DATA FOR THIS TASK>
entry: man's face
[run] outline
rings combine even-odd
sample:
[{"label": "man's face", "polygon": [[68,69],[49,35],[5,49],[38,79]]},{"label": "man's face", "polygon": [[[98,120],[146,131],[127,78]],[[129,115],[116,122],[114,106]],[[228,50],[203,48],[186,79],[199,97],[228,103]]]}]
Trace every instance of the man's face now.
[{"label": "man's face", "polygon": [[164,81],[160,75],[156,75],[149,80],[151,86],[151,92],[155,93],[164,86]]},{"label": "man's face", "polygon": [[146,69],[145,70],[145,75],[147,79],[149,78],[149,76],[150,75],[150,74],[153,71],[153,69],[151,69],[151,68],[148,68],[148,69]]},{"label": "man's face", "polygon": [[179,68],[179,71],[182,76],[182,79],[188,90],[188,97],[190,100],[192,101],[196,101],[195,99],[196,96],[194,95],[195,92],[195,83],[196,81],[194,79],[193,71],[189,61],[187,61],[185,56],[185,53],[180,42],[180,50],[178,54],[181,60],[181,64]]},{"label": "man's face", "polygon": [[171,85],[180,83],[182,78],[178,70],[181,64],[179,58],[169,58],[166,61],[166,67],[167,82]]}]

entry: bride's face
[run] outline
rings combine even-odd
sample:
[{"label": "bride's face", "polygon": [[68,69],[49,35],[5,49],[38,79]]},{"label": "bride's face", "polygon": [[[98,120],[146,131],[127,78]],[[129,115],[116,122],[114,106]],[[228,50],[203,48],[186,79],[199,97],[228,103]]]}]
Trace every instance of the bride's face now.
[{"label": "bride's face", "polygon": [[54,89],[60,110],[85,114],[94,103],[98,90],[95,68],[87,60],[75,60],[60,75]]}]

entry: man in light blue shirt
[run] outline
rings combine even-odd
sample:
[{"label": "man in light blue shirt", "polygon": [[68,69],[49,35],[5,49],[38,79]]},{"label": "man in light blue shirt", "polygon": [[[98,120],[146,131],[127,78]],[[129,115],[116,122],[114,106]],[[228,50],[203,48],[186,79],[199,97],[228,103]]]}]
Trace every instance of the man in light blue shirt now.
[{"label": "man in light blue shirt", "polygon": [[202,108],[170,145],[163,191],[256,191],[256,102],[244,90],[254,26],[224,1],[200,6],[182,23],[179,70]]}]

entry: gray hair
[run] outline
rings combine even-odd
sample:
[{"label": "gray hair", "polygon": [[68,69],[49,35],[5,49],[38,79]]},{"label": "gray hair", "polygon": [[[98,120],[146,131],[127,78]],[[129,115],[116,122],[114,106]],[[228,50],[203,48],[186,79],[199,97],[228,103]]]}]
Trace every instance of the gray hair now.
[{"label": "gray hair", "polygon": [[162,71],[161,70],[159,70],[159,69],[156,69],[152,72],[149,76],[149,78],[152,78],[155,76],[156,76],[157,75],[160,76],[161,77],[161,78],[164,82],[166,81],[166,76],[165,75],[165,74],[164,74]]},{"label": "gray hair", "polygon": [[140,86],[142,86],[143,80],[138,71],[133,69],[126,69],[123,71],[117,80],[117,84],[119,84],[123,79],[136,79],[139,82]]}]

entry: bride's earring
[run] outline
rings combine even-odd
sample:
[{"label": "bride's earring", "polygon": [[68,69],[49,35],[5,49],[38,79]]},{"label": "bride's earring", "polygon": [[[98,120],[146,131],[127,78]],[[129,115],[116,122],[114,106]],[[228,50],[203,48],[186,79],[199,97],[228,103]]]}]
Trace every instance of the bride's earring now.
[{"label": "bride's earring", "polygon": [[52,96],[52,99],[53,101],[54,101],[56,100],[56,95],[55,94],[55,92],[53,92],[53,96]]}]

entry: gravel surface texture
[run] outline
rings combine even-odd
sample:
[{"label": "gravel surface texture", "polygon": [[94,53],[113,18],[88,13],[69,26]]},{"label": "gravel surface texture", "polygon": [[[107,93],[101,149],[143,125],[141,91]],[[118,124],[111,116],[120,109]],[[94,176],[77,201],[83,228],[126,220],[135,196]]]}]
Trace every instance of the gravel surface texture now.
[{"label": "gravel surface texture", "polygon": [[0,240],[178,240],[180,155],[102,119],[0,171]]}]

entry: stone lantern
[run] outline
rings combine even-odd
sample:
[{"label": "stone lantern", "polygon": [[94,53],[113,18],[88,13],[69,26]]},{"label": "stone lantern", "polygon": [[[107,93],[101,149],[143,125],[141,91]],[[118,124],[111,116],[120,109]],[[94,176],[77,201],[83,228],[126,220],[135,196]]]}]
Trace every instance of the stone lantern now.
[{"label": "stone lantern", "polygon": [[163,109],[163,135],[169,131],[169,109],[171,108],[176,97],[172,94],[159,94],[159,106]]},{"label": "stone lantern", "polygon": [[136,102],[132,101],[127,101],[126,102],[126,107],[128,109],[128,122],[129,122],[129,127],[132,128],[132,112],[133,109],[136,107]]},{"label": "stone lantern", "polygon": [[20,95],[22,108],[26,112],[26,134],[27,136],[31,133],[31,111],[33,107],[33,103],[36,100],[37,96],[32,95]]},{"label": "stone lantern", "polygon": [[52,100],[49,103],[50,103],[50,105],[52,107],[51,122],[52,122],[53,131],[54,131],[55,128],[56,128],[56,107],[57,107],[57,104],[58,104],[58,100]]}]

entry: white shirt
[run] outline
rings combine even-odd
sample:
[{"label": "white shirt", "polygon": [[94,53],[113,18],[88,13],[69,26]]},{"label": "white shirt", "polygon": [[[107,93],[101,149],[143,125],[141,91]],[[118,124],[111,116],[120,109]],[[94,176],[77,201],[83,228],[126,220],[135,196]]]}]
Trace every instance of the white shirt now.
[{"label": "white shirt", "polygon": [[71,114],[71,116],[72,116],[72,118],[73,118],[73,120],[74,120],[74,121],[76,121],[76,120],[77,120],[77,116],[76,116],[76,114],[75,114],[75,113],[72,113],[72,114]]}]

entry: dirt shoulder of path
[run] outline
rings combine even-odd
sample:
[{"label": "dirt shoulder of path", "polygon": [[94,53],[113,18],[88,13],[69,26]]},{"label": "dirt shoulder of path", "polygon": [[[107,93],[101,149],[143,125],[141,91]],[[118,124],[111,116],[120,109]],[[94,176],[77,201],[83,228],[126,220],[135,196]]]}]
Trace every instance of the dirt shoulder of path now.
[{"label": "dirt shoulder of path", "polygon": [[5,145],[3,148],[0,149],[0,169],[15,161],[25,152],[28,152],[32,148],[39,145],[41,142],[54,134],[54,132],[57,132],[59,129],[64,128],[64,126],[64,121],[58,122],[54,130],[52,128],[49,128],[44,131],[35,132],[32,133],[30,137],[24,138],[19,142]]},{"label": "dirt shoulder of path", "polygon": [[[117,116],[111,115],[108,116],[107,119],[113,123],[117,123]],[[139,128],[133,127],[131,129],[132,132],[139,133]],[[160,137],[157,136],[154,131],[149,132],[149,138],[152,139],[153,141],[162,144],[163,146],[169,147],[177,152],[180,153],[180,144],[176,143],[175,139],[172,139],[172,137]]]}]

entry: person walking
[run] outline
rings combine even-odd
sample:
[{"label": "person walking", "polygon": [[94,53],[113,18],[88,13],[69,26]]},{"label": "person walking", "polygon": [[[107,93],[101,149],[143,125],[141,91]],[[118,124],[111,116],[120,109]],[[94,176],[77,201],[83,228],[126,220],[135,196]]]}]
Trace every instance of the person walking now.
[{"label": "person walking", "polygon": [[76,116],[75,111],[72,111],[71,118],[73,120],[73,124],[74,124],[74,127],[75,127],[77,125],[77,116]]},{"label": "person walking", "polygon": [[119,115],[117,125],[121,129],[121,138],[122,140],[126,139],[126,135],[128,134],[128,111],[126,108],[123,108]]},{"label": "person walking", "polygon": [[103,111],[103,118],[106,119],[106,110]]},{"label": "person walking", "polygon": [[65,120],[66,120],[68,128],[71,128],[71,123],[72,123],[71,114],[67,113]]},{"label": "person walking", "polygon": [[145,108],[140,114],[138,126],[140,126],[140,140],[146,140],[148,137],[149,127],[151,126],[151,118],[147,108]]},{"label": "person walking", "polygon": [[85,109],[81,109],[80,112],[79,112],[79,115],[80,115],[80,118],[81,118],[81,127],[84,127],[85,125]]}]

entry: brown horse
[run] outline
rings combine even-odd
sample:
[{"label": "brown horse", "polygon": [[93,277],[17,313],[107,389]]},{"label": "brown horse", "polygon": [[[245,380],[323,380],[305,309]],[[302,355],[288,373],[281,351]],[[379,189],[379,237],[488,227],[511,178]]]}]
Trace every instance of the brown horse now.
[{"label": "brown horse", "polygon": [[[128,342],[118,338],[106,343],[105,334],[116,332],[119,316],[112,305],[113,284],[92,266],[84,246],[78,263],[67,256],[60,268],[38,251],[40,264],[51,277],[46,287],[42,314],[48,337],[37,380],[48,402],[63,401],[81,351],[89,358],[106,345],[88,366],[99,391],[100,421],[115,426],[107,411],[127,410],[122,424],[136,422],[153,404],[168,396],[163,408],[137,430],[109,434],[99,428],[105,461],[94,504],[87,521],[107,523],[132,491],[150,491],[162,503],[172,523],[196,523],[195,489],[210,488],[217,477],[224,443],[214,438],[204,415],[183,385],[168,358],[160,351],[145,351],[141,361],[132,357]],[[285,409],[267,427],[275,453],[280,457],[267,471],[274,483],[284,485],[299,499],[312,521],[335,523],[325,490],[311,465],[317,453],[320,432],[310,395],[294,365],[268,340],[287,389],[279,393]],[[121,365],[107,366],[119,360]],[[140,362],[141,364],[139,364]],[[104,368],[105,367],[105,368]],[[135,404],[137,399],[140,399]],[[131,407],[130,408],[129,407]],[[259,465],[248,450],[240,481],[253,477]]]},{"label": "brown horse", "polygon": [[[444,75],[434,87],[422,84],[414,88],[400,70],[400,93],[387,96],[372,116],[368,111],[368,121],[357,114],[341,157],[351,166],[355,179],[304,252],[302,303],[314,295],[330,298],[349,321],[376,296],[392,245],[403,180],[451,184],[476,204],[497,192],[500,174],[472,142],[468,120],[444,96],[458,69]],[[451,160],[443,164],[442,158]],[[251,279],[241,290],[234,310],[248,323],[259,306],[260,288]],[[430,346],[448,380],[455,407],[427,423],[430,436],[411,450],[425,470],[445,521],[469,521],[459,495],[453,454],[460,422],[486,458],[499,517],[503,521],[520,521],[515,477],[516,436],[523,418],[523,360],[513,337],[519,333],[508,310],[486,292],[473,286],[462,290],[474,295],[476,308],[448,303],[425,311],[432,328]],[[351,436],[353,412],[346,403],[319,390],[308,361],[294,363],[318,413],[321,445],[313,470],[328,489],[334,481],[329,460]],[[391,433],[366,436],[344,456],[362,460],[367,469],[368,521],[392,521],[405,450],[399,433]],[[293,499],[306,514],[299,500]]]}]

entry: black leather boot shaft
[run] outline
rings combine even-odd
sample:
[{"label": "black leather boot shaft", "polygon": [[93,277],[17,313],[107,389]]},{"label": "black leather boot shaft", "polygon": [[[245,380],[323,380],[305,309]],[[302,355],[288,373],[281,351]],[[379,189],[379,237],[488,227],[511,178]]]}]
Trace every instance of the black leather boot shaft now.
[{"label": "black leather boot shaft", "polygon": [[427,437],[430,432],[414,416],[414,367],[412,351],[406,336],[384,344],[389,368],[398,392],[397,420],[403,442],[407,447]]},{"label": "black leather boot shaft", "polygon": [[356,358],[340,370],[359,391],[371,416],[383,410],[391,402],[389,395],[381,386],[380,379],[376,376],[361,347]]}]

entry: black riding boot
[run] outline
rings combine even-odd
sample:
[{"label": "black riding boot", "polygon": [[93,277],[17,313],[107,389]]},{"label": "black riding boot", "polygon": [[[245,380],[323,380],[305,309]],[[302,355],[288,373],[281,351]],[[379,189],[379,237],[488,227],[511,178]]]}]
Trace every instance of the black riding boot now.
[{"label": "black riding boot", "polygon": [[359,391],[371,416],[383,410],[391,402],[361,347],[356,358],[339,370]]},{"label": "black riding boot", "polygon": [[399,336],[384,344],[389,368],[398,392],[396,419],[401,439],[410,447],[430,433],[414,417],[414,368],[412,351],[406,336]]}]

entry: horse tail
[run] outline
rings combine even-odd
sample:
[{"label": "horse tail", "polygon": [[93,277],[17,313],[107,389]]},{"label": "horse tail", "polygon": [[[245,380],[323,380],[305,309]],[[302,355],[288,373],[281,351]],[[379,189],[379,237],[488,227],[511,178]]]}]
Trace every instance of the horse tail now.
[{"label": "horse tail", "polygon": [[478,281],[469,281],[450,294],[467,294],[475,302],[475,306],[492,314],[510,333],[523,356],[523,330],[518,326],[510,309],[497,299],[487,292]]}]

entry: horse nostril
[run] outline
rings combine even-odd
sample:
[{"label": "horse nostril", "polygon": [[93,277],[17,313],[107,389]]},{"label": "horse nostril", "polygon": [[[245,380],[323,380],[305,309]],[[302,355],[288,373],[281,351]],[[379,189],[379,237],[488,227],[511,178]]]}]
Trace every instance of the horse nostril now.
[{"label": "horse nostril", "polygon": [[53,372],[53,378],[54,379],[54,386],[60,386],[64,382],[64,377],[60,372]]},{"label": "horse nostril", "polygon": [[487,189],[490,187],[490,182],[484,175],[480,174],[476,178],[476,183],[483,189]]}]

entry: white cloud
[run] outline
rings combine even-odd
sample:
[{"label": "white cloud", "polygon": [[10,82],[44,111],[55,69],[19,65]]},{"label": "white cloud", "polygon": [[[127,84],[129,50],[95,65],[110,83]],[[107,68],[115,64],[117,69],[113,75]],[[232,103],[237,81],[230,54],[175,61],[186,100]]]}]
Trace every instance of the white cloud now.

EXERCISE AIM> Rewrite the listing lines from the one holding "entry: man in light blue shirt" through the one holding "Trace every instance of the man in", inclusive, changing "light blue shirt" to "striped shirt" everywhere and leaving all else unchanged.

WRITTEN RESPONSE>
entry: man in striped shirt
[run] outline
rings combine even-odd
sample:
[{"label": "man in striped shirt", "polygon": [[68,69],[49,35],[5,49],[38,79]]},{"label": "man in striped shirt", "polygon": [[[98,120],[146,131],[127,78]],[[129,115],[116,122],[114,106]],[[228,50],[203,48],[186,79],[199,97],[228,103]]]}]
Trace every instance of the man in striped shirt now.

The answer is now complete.